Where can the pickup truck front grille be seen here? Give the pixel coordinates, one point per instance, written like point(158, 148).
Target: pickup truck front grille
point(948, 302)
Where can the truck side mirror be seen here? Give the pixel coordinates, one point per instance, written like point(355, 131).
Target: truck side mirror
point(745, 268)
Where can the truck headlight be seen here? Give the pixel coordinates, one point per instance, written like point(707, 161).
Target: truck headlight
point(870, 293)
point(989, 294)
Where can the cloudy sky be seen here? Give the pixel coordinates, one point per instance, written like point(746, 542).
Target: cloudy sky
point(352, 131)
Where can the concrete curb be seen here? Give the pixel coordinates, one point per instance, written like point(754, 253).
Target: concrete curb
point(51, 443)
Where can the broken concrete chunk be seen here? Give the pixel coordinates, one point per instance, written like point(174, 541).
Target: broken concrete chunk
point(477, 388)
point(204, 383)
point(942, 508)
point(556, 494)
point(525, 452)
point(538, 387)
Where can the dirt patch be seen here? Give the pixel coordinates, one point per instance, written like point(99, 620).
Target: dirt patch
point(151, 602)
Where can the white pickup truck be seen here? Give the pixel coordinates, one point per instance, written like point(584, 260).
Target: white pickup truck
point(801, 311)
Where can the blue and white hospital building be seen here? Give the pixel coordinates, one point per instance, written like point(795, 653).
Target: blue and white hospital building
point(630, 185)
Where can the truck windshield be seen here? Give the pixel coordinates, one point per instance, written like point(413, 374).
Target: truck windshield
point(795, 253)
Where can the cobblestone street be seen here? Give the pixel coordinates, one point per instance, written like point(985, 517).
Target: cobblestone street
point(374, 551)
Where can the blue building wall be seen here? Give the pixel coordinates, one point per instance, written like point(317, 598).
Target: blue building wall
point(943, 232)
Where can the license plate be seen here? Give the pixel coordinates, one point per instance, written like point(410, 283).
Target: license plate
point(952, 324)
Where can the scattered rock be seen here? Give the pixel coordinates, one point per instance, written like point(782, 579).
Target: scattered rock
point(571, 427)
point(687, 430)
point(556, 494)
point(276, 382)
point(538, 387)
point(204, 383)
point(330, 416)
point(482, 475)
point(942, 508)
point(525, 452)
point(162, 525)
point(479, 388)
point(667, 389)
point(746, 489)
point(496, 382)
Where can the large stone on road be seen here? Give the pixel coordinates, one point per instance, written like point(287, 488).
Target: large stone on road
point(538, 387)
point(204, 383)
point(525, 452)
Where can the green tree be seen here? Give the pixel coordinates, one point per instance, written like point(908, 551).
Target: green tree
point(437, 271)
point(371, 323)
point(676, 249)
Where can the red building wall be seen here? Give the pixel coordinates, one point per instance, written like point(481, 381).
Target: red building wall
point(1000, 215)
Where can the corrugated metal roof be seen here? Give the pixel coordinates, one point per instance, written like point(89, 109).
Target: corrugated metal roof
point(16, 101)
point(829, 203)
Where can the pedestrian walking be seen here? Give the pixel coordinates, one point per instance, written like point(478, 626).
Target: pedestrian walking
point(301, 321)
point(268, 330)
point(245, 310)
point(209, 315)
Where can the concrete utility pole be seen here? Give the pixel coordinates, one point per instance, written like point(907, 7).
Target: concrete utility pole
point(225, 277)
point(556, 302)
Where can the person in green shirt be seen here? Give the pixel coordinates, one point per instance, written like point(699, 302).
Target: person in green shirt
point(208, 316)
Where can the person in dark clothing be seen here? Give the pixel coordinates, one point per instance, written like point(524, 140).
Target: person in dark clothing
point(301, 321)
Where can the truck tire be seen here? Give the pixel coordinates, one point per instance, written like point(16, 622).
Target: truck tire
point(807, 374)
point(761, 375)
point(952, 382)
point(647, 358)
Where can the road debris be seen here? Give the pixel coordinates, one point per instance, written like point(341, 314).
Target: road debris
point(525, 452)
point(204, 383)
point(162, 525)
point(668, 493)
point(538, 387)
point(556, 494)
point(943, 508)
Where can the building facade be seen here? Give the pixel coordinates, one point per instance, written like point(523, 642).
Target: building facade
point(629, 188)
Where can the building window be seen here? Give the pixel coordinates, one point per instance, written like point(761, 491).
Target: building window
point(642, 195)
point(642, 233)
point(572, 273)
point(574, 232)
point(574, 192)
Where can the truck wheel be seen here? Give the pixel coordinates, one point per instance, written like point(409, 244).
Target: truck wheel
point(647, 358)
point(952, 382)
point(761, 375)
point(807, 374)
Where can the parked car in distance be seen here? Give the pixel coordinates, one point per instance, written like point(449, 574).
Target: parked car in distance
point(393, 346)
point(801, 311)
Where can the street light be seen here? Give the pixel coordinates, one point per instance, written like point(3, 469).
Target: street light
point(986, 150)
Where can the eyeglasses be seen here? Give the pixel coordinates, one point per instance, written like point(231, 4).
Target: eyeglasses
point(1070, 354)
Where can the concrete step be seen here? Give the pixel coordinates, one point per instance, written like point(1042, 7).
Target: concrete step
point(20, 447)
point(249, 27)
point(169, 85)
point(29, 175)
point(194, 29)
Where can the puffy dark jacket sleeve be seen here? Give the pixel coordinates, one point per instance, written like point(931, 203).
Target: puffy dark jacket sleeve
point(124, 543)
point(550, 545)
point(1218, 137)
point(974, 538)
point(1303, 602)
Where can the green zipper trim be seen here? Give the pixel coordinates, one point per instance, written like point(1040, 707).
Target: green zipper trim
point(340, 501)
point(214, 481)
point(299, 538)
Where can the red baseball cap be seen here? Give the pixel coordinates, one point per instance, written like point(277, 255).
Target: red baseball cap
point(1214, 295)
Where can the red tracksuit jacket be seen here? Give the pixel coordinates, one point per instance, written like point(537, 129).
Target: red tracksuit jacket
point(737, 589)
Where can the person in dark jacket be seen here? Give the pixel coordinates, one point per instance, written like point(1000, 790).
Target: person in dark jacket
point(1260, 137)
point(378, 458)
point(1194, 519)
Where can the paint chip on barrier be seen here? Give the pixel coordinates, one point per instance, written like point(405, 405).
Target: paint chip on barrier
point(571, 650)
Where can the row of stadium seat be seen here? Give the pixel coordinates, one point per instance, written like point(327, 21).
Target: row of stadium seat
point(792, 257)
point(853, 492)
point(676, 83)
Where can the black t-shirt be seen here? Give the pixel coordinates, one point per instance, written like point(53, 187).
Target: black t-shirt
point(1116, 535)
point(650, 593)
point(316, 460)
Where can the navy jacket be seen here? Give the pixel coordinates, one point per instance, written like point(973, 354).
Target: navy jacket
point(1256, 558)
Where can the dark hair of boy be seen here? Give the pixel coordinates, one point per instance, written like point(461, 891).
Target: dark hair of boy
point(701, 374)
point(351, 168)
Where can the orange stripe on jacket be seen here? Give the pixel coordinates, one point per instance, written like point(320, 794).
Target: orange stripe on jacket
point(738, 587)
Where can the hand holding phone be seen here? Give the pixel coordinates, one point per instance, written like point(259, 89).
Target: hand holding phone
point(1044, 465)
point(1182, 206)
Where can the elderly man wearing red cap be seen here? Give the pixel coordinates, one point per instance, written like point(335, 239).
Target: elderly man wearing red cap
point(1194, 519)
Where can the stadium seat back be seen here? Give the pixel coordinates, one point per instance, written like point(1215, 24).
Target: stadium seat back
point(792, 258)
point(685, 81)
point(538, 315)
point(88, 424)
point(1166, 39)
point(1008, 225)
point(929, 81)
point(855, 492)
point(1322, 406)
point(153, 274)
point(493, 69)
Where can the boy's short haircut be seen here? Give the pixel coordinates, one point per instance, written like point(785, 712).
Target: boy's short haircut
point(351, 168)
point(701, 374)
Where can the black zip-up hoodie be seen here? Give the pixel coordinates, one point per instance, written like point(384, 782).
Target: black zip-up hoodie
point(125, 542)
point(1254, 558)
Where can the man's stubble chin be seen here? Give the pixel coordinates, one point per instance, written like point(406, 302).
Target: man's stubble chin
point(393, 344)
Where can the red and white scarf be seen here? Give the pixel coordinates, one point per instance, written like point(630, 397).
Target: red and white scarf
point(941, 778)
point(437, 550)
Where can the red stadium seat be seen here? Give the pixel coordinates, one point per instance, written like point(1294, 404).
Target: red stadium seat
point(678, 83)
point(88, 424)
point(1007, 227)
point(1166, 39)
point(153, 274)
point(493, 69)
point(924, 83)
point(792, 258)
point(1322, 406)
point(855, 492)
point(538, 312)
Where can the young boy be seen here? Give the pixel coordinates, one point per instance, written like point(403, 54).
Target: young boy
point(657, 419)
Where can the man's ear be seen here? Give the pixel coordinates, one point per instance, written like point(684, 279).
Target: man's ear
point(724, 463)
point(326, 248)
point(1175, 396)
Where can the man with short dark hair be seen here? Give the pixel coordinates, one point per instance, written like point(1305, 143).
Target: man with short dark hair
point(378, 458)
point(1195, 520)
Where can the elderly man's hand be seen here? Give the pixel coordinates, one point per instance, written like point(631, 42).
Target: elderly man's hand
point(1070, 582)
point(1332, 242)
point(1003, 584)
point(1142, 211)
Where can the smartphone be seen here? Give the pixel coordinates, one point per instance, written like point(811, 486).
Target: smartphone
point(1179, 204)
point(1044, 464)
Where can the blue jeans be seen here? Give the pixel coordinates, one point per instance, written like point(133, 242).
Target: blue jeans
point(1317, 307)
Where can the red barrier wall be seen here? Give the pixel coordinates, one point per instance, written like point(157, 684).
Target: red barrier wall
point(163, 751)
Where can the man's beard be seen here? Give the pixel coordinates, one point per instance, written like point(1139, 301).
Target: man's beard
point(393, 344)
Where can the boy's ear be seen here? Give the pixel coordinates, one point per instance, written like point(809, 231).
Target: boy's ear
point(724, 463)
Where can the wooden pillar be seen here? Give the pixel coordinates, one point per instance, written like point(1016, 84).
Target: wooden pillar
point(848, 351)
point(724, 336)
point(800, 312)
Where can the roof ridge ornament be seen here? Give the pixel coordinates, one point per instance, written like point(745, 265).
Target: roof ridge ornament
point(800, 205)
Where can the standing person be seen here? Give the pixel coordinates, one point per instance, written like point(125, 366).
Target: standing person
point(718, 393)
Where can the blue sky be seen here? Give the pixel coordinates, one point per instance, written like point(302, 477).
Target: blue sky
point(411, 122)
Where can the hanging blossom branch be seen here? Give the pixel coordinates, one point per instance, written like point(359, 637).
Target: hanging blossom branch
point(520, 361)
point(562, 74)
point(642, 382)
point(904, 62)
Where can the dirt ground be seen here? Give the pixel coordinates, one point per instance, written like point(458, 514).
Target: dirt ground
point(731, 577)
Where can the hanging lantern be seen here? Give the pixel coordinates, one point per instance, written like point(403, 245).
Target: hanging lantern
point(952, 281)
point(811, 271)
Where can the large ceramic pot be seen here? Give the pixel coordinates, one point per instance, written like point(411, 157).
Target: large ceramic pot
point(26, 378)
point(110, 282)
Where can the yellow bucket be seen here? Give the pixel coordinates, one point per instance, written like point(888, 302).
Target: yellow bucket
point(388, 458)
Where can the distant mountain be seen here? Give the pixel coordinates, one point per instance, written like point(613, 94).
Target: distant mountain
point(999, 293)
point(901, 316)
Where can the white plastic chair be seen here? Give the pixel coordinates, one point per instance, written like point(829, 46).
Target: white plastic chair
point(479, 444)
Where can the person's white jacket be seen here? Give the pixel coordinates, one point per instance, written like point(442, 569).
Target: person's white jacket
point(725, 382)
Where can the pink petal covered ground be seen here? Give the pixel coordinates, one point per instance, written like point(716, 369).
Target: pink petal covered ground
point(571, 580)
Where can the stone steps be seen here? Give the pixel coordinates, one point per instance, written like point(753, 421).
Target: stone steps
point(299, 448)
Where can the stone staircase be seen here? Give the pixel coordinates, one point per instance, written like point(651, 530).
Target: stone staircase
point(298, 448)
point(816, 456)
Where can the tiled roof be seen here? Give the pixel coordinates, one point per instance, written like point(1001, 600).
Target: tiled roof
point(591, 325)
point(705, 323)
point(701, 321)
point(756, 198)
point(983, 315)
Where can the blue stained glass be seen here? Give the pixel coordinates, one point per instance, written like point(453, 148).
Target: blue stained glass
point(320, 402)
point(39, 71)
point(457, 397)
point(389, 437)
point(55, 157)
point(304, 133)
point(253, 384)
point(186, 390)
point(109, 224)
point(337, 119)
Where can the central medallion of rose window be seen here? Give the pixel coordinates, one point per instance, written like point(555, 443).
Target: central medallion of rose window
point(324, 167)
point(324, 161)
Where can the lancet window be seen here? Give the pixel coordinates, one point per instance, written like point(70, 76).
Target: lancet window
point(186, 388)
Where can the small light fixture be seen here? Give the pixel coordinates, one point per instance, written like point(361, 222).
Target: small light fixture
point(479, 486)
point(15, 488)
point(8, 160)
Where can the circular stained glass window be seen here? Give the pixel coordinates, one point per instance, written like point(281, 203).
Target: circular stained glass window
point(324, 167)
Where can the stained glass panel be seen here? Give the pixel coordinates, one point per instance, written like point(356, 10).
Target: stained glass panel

______

*Given problem*. Rewrite the stretch from the start of the items through the line containing "point(745, 268)", changing "side mirror" to "rearview mirror" and keeping everything else the same. Give only those lines.

*Written answer*.
Where can the pickup truck front grille be seen here? Give the pixel coordinates, one point per instance, written like point(158, 148).
Target: pickup truck front grille
point(948, 302)
Where can the truck rearview mirror be seen here? Give the pixel coordinates, one point per instance, written like point(355, 131).
Target: truck rearview mirror
point(745, 268)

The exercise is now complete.